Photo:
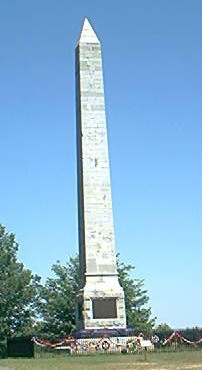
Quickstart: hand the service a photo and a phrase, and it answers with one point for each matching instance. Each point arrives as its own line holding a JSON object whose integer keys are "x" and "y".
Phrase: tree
{"x": 58, "y": 300}
{"x": 19, "y": 290}
{"x": 138, "y": 315}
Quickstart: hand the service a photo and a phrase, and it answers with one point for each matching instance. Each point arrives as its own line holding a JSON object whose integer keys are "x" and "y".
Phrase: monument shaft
{"x": 101, "y": 299}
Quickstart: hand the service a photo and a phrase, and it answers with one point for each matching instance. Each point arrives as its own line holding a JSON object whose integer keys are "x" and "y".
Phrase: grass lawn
{"x": 187, "y": 360}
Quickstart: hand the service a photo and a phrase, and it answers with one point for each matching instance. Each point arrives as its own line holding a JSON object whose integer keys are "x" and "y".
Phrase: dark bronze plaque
{"x": 104, "y": 308}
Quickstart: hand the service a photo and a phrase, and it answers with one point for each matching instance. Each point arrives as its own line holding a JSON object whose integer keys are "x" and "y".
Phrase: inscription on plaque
{"x": 104, "y": 308}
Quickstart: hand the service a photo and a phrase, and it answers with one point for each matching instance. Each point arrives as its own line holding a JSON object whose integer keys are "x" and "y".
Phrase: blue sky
{"x": 152, "y": 55}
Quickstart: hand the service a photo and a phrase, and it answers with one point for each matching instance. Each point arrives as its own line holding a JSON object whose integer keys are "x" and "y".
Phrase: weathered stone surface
{"x": 96, "y": 227}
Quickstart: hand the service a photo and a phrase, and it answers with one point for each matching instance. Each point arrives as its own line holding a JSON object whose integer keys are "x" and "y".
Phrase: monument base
{"x": 101, "y": 304}
{"x": 101, "y": 333}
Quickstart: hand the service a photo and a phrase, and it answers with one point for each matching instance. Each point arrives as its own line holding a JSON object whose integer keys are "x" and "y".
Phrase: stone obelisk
{"x": 101, "y": 301}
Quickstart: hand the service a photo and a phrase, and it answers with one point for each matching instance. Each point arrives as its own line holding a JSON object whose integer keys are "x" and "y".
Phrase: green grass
{"x": 190, "y": 360}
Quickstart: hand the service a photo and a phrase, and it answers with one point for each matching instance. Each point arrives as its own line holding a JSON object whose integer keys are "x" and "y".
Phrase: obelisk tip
{"x": 88, "y": 34}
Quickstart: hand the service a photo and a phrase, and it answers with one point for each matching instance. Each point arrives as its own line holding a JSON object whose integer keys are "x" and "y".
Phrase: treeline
{"x": 28, "y": 307}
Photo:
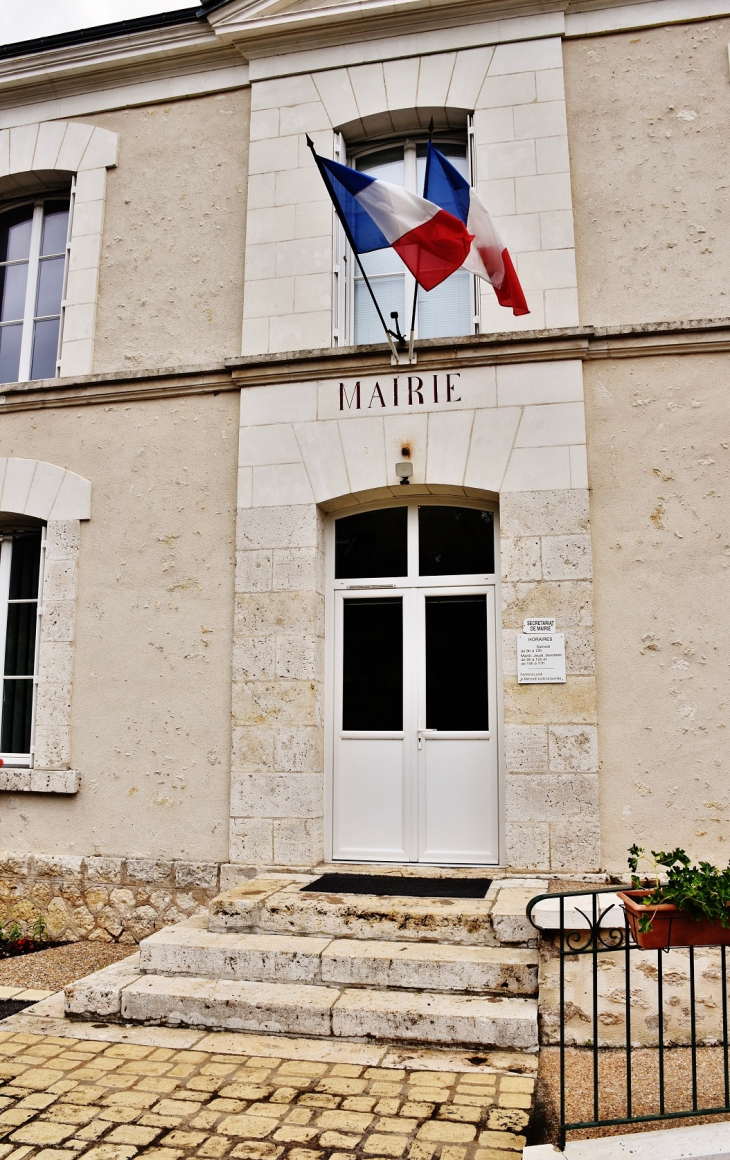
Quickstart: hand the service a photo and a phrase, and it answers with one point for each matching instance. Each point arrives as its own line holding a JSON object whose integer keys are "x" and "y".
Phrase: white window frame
{"x": 22, "y": 760}
{"x": 344, "y": 267}
{"x": 34, "y": 268}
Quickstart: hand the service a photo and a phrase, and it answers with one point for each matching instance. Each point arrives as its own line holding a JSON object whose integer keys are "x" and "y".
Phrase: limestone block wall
{"x": 550, "y": 730}
{"x": 520, "y": 133}
{"x": 277, "y": 751}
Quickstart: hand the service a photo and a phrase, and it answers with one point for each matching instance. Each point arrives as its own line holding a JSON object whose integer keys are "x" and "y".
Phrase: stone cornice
{"x": 655, "y": 340}
{"x": 264, "y": 28}
{"x": 107, "y": 63}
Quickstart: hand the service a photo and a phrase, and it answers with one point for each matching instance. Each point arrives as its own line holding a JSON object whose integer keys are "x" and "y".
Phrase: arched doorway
{"x": 413, "y": 722}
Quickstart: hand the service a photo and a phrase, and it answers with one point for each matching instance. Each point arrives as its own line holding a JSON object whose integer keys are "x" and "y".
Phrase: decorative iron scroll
{"x": 597, "y": 939}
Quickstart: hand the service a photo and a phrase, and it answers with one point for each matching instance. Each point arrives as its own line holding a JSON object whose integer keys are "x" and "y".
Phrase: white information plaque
{"x": 539, "y": 624}
{"x": 541, "y": 658}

________

_About this exercise_: An exact reproduction of the data is required, with pictures excluded.

_Result of this exercise_:
Photo:
Quickstart: hand the service a photo and a phrase, and it answers with one point for each matching instance. Each point arrives as its own line holding a JSON object whose integer keys are "x" and "y".
Phrase: tree
{"x": 58, "y": 300}
{"x": 19, "y": 290}
{"x": 138, "y": 315}
Quickstart: hand the service a photo and a phrase, and it answers with one point for each matching instance. Each point arrives as its own line holding a JSON object whose integer keys are "x" and "y".
Phrase: monument shaft
{"x": 101, "y": 299}
Quickstart: hand the service a photo and a phrase, and it answers with one point for each matching instance. Each point arrives as its own line holding a JSON object whose integer keys are "x" and "y".
Phrase: grass lawn
{"x": 187, "y": 360}
Quickstart: hand the service a photo and a phrase, and it answers with one point for each matching instance. Each point arrives as its own line holding a JSON object whose integer keys are "x" and "y".
Phrase: dark bronze plaque
{"x": 104, "y": 308}
Quickstart: hand the service a photo and a phrase, and it answers with one point for each matching instance. Each point arrives as its own line holding a JSON object whose integer keys are "x" and "y".
Phrase: inscription on plaque
{"x": 104, "y": 308}
Quickstart: hand the service a photo and a phrase, and it answers with one point for each matching instance. Each point arrives as its own line holding a JSON object whose integer keys are "x" and "y".
Phrase: blue sky
{"x": 152, "y": 55}
Quickstart: hand the service a photo and a phrase, and it answers with one point for each matching instance. Each point arrives as its own line holding a JSON object whose integer keys are "x" and "y".
Phrase: weathered stone surface
{"x": 96, "y": 227}
Quickstart: hand the service a photo and a phrase, and it answers with one point for each matching instance. Each point arrives as its own line holding a JSON object whose integer keys are "x" and "y".
Phrase: monument base
{"x": 101, "y": 304}
{"x": 101, "y": 333}
Quickstart: hand the service a photo and a phrase, and it answers with one point for each matching instance. Each point arrives as its own line holding a JSON object whose integer keys are "x" and "y".
Phrase: stone obelisk
{"x": 101, "y": 301}
Quickstart: hand the service a photo and a phrase, and it answers with one point for each matching instance. Each point arrives as its own line holding a JSON object whose integer keys are "x" and "y".
Phrase: green grass
{"x": 190, "y": 360}
Quickstart: hand the service a photo and a phrase, and it answers with one point for each matching instance. Each point arrives as its own line holding a JSON object whose integer keys are "x" and "y".
Phrase: obelisk tip
{"x": 88, "y": 34}
Quickstart: hand the service a photo and a phrase, and it answers with one point for each matching instance. Each point arrives as its own line holding a JSON object whose integer keys are "x" and "y".
Phrase: treeline
{"x": 28, "y": 307}
Photo:
Quickstart: hand the service a photo and a phrase, and it answers with one point for each matching instance. Each point arrives as its own line holding a JSON object whose integer keys are "x" and "y".
Phrase: white window frame
{"x": 22, "y": 760}
{"x": 344, "y": 267}
{"x": 34, "y": 268}
Quickstart: hand the service a photo and a phrase, and it answers with one point for each matching instance. Each point arrives as its own line holding a JSON object whose integer keys are "x" and "y".
Phrase: limestone block wall
{"x": 550, "y": 730}
{"x": 520, "y": 133}
{"x": 277, "y": 751}
Quickstart: hand the service a photo and a phrase, and it answers with one point for each matching instance. Each point arrives as its own line holding a JSON object whose integer keys are "x" and "y".
Phrase: stone cornice
{"x": 655, "y": 340}
{"x": 264, "y": 28}
{"x": 107, "y": 63}
Quickstart: hand the service a photo and a phrase, and it answers with one point for each matching instance. Each point arrives as its own line holding a JSON object whose integer keys are "x" and "y".
Phrase: arched doorway
{"x": 413, "y": 722}
Quickstart: hand the service a photo and a phrase, and it answers with one point for each matching instance. Each point arrives as its own line holding a JSON object whose integer keys are "x" and "y".
Phrase: decorative iron scroll
{"x": 597, "y": 939}
Quickstart: hand the service a photo and a phrase, and it answers with one point for each matching instance. Each point arrives as its own line holding a JSON object whose integer keys are "x" and "y".
Phrase: white information plaque
{"x": 539, "y": 624}
{"x": 541, "y": 658}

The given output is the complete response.